READING PASSAGE:

BEGIN

Understatement of the century. The US police (as a whole - it is a bit unfair as there is considerable variance) are third-world-grade in terms of behaviour and discipline.
Are you American? I ask because the “only” seems like a really weird attitude, like you’d expect the police to murder them. And yes, in the US, you kinda would expect the police to murder them, because the police murder lots of people for terrible reasons. Taser usage by US police is also extremely bad, in that they frequently use Tasers on inappropriate people (small children, old people, disabled people, people have epileptic fits, people doing nothing violent, even long-dead people etc.) or in completely inappropriate situations, often to essentially just assert dominance, or to hurt people who are already caught (typically in drive-stun mode, not the wire-trailing mode). They even invented an entirely fictional medical condition (“excited delirium” - which has no scientific basis whatsoever, just wild, untested claims) to justify all the times they Taser’d someone to death (non-lethal my ass).

END

RECORDED INFORMATION:

BEGIN

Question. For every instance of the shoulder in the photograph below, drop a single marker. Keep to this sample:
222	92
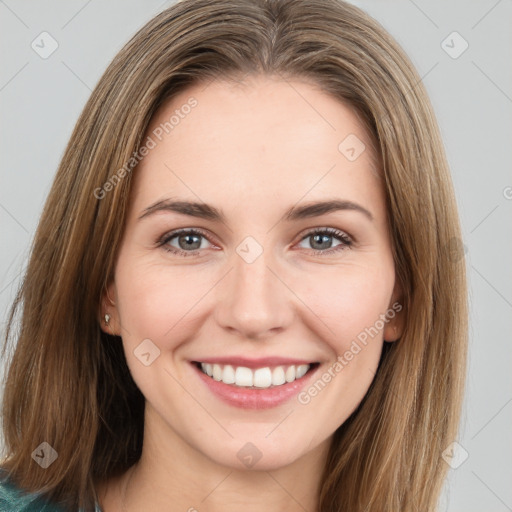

END

TASK OBJECTIVE: Can you reproduce word for word the part of the comment on US policing that starts with "Understatement of the" and goes on through "behaviour and discipline."?

THE COMPLETED TASK:
Understatement of the century. The US police (as a whole - it is a bit unfair as there is considerable variance) are third-world-grade in terms of behaviour and discipline.